» **Instructions**
1. Answer these questions using the seccomp email thread:
(a) Which patch will the change be moved to?
(b) What string would have to be written to the sysctl to make SECCOMP_RET_KILL, SECCOMP_RET_TRAP, and SECCOMP_RET_ERRNO actions loggable?
(c) What is the string representation of SECCOMP_RET_TRACE?
2. Translate this sentence from the seccomp email thread into Spanish: "Any actions not found in this sysctl will not be logged."
3. Carry the seccomp email thread forward from its last line.

» **Supplied text**
┄┄┄┄┄┄

That would be fine. I'll move it to patch #2.
Tyler
>
> -Kees
>
On 08/03/2017 11:33 AM, Kees Cook wrote:
> On Fri, Jul 28, 2017 at 1:55 PM, Tyler Hicks <[email protected]> wrote:
>> Adminstrators can write to this sysctl to set the seccomp actions that
>> are allowed to be logged. Any actions not found in this sysctl will not
>> be logged.
>>
>> For example, all SECCOMP_RET_KILL, SECCOMP_RET_TRAP, and
>> SECCOMP_RET_ERRNO actions would be loggable if "kill trap errno" were
>> written to the sysctl. SECCOMP_RET_TRACE actions would not be logged
>> since its string representation ("trace") wasn't present in the sysctl
>> value.
>
> Just to make sure I'm clear on this, the key word above is "loggable",
> in that filters requesting logging will be seen.

┄┄┄┄┄┄

Records
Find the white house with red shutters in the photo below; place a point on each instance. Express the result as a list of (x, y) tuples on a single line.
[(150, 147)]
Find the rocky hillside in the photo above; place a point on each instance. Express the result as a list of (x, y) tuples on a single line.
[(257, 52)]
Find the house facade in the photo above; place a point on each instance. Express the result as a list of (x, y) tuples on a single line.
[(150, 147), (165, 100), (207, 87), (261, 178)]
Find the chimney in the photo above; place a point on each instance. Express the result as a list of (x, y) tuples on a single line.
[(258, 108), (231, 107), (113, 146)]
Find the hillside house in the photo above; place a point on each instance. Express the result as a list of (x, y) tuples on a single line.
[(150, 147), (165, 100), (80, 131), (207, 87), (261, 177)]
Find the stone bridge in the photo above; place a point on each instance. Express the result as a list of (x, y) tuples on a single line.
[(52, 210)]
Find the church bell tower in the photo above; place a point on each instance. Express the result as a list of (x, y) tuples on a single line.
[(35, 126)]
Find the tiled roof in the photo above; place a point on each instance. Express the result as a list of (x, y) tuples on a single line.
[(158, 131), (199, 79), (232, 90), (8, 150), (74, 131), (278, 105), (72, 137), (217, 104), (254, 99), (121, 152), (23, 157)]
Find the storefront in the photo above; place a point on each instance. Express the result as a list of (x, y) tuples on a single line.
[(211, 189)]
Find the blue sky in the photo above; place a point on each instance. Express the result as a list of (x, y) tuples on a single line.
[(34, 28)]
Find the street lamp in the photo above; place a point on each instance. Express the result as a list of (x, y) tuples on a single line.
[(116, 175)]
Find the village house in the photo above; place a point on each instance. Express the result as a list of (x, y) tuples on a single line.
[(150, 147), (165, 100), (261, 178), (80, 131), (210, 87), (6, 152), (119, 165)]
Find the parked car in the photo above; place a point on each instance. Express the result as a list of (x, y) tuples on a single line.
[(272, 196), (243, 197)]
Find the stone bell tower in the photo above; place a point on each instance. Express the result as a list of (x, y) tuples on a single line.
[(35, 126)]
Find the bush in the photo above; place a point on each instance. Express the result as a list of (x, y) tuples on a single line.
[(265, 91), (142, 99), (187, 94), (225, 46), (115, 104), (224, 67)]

┄┄┄┄┄┄

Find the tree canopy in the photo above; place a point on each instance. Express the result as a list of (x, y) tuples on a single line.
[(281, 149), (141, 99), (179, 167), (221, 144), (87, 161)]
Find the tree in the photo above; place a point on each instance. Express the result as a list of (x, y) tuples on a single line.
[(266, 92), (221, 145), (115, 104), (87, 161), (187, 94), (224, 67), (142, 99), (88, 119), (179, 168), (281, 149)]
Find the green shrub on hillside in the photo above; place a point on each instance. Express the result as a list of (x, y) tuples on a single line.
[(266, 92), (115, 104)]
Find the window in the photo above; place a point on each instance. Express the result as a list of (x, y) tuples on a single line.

┄┄┄┄┄┄

» **Responses by task**
1.
(a) Patch #2.
(b) "kill trap errno"
(c) "trace"

2. Las acciones que no figuren en este sysctl no se registrarán.

3.
>
> i.e. at the end of the series, the final state of "will it be logged?" is:
>
> if action==RET_ALLOW:
> do not log
> else if action==RET_KILL || audit-enabled:
> log
> else if filter-requests-logging && action in actions_logged:
> log
> else:
> do not log
Not quite. You didn't mention RET_LOG, RET_KILL (and RET_LOG) can be
quieted by the admin, and the audit behavior is different. It is like this:
if action == RET_ALLOW:
do not log
else if action == RET_KILL && RET_KILL in actions_logged:
log
else if action == RET_LOG && RET_LOG in actions_logged:
log
else if filter-requests-logging && action in actions_logged:
log
else if audit_enabled && process-is-being-audited:
log
else:
do not log
Writing that up made me realize that there is a behavior change that my
patch set introduces when the process is being audited. Before my patch
set, this was the behavior:
...
else if action == RET_KILL && audit_enabled && process-is-being-audited:
log
...
Now it is:
...
else if audit_enabled && process-is-being-audited:
log
...
Should I go back to only logging RET_KILL actions in that situation?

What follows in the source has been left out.